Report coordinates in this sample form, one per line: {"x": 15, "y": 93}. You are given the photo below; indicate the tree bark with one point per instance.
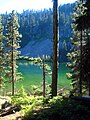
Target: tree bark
{"x": 55, "y": 48}
{"x": 43, "y": 77}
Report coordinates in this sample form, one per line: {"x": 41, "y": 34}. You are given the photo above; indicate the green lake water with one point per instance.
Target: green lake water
{"x": 32, "y": 75}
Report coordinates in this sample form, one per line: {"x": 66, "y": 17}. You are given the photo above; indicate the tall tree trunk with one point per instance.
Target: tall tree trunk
{"x": 80, "y": 80}
{"x": 55, "y": 48}
{"x": 12, "y": 57}
{"x": 43, "y": 77}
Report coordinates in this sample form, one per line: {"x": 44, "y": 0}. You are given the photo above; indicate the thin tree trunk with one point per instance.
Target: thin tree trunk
{"x": 55, "y": 48}
{"x": 80, "y": 81}
{"x": 43, "y": 77}
{"x": 12, "y": 69}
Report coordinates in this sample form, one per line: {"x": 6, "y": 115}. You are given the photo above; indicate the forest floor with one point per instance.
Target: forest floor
{"x": 15, "y": 116}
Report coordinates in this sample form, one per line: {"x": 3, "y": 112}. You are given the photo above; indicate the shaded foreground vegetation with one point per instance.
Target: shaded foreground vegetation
{"x": 56, "y": 108}
{"x": 59, "y": 109}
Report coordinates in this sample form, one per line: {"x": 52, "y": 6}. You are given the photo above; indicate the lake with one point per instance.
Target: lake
{"x": 32, "y": 75}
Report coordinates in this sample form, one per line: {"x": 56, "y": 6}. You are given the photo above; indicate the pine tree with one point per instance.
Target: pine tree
{"x": 2, "y": 54}
{"x": 85, "y": 20}
{"x": 13, "y": 39}
{"x": 75, "y": 56}
{"x": 55, "y": 48}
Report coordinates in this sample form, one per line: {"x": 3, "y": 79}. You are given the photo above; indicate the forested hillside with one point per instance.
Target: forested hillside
{"x": 36, "y": 28}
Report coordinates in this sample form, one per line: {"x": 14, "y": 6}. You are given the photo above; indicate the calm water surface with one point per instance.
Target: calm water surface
{"x": 33, "y": 75}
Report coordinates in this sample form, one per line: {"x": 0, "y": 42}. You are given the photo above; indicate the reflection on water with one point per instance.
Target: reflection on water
{"x": 33, "y": 74}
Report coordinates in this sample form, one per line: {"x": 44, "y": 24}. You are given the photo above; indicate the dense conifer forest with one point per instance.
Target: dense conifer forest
{"x": 67, "y": 25}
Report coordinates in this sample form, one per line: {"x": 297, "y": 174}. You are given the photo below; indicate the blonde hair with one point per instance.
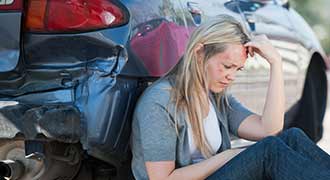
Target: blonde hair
{"x": 190, "y": 91}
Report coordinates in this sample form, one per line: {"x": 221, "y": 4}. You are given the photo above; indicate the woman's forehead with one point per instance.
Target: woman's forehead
{"x": 234, "y": 53}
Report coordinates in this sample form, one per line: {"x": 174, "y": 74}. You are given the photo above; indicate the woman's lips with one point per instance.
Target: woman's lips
{"x": 224, "y": 84}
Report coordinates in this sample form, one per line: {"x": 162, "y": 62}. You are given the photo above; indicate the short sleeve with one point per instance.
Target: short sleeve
{"x": 236, "y": 113}
{"x": 157, "y": 133}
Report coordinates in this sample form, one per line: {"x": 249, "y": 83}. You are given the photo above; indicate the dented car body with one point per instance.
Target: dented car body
{"x": 69, "y": 80}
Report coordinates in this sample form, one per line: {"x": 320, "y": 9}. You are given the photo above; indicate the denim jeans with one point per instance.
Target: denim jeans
{"x": 288, "y": 156}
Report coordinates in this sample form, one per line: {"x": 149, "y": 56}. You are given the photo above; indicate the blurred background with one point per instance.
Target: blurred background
{"x": 317, "y": 14}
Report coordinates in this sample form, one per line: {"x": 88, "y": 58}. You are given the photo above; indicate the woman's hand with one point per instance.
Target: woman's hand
{"x": 260, "y": 44}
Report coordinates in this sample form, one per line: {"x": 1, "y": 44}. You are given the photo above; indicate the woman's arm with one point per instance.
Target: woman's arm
{"x": 271, "y": 122}
{"x": 165, "y": 170}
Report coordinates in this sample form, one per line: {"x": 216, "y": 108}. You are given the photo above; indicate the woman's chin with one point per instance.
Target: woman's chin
{"x": 217, "y": 89}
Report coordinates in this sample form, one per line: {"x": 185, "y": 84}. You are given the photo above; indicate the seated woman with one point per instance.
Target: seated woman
{"x": 182, "y": 122}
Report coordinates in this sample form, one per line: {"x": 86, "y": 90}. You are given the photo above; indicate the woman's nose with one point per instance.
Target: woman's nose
{"x": 231, "y": 76}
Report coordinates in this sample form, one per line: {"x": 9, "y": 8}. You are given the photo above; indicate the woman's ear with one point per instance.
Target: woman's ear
{"x": 199, "y": 52}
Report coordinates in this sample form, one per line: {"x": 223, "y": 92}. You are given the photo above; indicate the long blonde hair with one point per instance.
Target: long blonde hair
{"x": 190, "y": 91}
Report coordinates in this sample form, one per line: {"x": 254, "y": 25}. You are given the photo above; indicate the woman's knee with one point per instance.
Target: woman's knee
{"x": 294, "y": 132}
{"x": 271, "y": 142}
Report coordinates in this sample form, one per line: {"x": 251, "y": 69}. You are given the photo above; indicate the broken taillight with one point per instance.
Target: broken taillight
{"x": 74, "y": 15}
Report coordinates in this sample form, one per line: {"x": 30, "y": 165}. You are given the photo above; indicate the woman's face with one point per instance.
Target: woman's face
{"x": 222, "y": 67}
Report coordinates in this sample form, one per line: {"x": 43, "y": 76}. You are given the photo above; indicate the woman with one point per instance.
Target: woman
{"x": 182, "y": 122}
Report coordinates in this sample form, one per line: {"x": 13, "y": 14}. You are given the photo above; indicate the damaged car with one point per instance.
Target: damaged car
{"x": 71, "y": 72}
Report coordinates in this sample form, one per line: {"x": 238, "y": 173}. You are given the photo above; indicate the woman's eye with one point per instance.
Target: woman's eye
{"x": 227, "y": 67}
{"x": 240, "y": 69}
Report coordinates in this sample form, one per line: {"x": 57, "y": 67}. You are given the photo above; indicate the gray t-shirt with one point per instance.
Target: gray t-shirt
{"x": 154, "y": 137}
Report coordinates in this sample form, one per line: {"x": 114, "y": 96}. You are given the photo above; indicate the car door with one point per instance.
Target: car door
{"x": 10, "y": 29}
{"x": 267, "y": 17}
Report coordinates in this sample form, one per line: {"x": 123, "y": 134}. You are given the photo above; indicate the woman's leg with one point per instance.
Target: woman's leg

++++++++++++++++++++

= Exercise details =
Retype everything in the material word for word, minus pictures.

= Worked solution =
Report coordinates in this sample form, one per line: {"x": 15, "y": 93}. You are given the photo below; indicate the tree bark with one point per instance.
Target: tree bark
{"x": 55, "y": 48}
{"x": 43, "y": 77}
Report coordinates in this sample form, one per line: {"x": 41, "y": 34}. You are given the photo above; indicate the green lake water with one point per instance.
Target: green lake water
{"x": 32, "y": 75}
Report coordinates in this sample form, one per line: {"x": 66, "y": 17}. You are given the photo above; indicate the tall tree trunk with one point per instance.
Target: tall tree trunk
{"x": 80, "y": 80}
{"x": 55, "y": 48}
{"x": 12, "y": 57}
{"x": 43, "y": 77}
Report coordinates in this sample form, one per line: {"x": 44, "y": 0}. You are given the photo above; indicate the thin tree trunk with one point per instance.
Target: thin tree trunk
{"x": 55, "y": 48}
{"x": 80, "y": 81}
{"x": 43, "y": 77}
{"x": 12, "y": 69}
Report coordinates in this sample form, one per line: {"x": 6, "y": 115}. You are given the photo above; indicate the forest floor with one point per instance.
Target: forest floor
{"x": 15, "y": 116}
Report coordinates in this sample form, one per line: {"x": 3, "y": 112}. You are given the photo above; indicate the shaded foreground vegetation with one point per instance.
Target: shaded foreground vegetation
{"x": 56, "y": 108}
{"x": 59, "y": 109}
Report coordinates in this sample form, one per line: {"x": 52, "y": 6}. You are given the photo above; indicate the lake with one point per instance.
Target: lake
{"x": 32, "y": 75}
Report coordinates in this sample form, one per line: {"x": 56, "y": 6}. You are given the photo above; indicate the pine tree with one point per instance.
Target: pine tree
{"x": 2, "y": 54}
{"x": 85, "y": 20}
{"x": 13, "y": 39}
{"x": 75, "y": 56}
{"x": 55, "y": 48}
Report coordinates in this sample form, one per line: {"x": 3, "y": 79}. You are given the photo above; indicate the forested hillside with one point per instance.
Target: forested hillside
{"x": 36, "y": 28}
Report coordinates in this sample form, one per line: {"x": 14, "y": 6}. You are given the photo above; indicate the calm water surface with one point per instance.
Target: calm water surface
{"x": 33, "y": 75}
Report coordinates in this sample form, one per line: {"x": 0, "y": 42}. You are given the photo above; indicate the reflection on water with one point per instance.
Target: reflection on water
{"x": 33, "y": 74}
Report coordinates in this sample form, one per line: {"x": 44, "y": 24}. You are given the photo above; indicate the dense conifer forest with one point per instance.
Target: dense conifer forest
{"x": 67, "y": 25}
Report coordinates in this sample form, one per line: {"x": 297, "y": 174}. You are given the photo below; indicate the blonde hair with one point per instance.
Target: blonde hair
{"x": 190, "y": 91}
Report coordinates in this sample form, one per line: {"x": 221, "y": 4}. You are given the photo above; indicate the woman's forehead with one point per instance.
Target: woman's forehead
{"x": 234, "y": 53}
Report coordinates in this sample form, one per line: {"x": 174, "y": 74}. You are given the photo above; indicate the woman's lips with one point per instance.
Target: woman's lips
{"x": 224, "y": 84}
Report coordinates in this sample form, one per line: {"x": 162, "y": 62}. You are given the photo above; indicate the short sleeve with one point per instance.
Target: short sleeve
{"x": 236, "y": 113}
{"x": 157, "y": 133}
Report coordinates in this sample form, one per line: {"x": 249, "y": 83}. You are given the photo above; indicate the dented car body with one point per instance.
Target: dented car body
{"x": 69, "y": 80}
Report coordinates in this sample form, one per line: {"x": 320, "y": 9}. You are given the photo above; indicate the denim jeans with one point per instance.
Target: denim jeans
{"x": 288, "y": 156}
Report coordinates in this sample form, one per line: {"x": 149, "y": 56}. You are given the photo above; indicate the blurred background with one point per instance.
Target: blurred background
{"x": 317, "y": 14}
Report coordinates in this sample form, one per line: {"x": 88, "y": 58}. You are given the photo above; indicate the woman's hand with one point per instance.
Target: woman's hand
{"x": 260, "y": 44}
Report coordinates in this sample form, one per line: {"x": 1, "y": 44}. You are given the photo above; indicate the woman's arm with one point per instance.
Target: woman's arm
{"x": 271, "y": 122}
{"x": 165, "y": 170}
Report coordinates in this sample form, one per line: {"x": 216, "y": 108}. You are given the photo above; indicate the woman's chin with one point per instance.
Target: woman's chin
{"x": 217, "y": 89}
Report coordinates in this sample form, one per line: {"x": 185, "y": 84}. You are given the photo above; indicate the seated woman with one point per instance.
Target: seated woman
{"x": 182, "y": 122}
Report coordinates in this sample form, one per line: {"x": 86, "y": 90}. You are given the photo above; indicate the woman's nose with one point per instance.
Target: woman's nose
{"x": 231, "y": 76}
Report coordinates in this sample form, one per line: {"x": 9, "y": 8}. You are given the photo above; indicate the woman's ear with one point per instance.
Target: woman's ear
{"x": 199, "y": 52}
Report coordinates in this sample form, one per line: {"x": 223, "y": 92}. You are given the photo above; indicate the long blonde hair with one point per instance.
Target: long blonde hair
{"x": 190, "y": 91}
Report coordinates in this sample form, one per line: {"x": 254, "y": 25}. You are given the photo above; indicate the woman's knee with one point per instance.
Target: woman's knee
{"x": 294, "y": 132}
{"x": 271, "y": 142}
Report coordinates in this sample form, one per line: {"x": 251, "y": 69}. You are given the photo above; indicate the broken taillight with one point per instance.
Target: broken taillight
{"x": 74, "y": 15}
Report coordinates in this sample form, one per line: {"x": 30, "y": 165}. You are given the photo above; indicate the woman's face with one point per instance.
Target: woman's face
{"x": 222, "y": 67}
Report coordinates in this sample form, one per line: {"x": 43, "y": 76}. You are given the photo above; indicate the woman with one point per instance.
Target: woman
{"x": 182, "y": 122}
Report coordinates in this sample form, one per line: {"x": 13, "y": 14}. You are given the photo above; indicate the damaged car with one point per instance.
Target: damaged car
{"x": 71, "y": 72}
Report coordinates in this sample form, one per line: {"x": 238, "y": 173}. You are given the photo above; indicate the woman's eye with one point per instance.
Target: woman's eye
{"x": 227, "y": 67}
{"x": 240, "y": 69}
Report coordinates in this sample form, one per line: {"x": 57, "y": 67}. You are given the photo above; indicate the gray t-shirt with one point per instance.
Target: gray t-shirt
{"x": 154, "y": 137}
Report coordinates in this sample form, one per line: {"x": 114, "y": 96}. You are given the photo above; indicate the car door with one point per instance.
Target: car door
{"x": 10, "y": 29}
{"x": 267, "y": 17}
Report coordinates in this sample form, one per line: {"x": 123, "y": 134}. You are given the photo above; indicate the woman's leg with one point per instance.
Target: woman's leg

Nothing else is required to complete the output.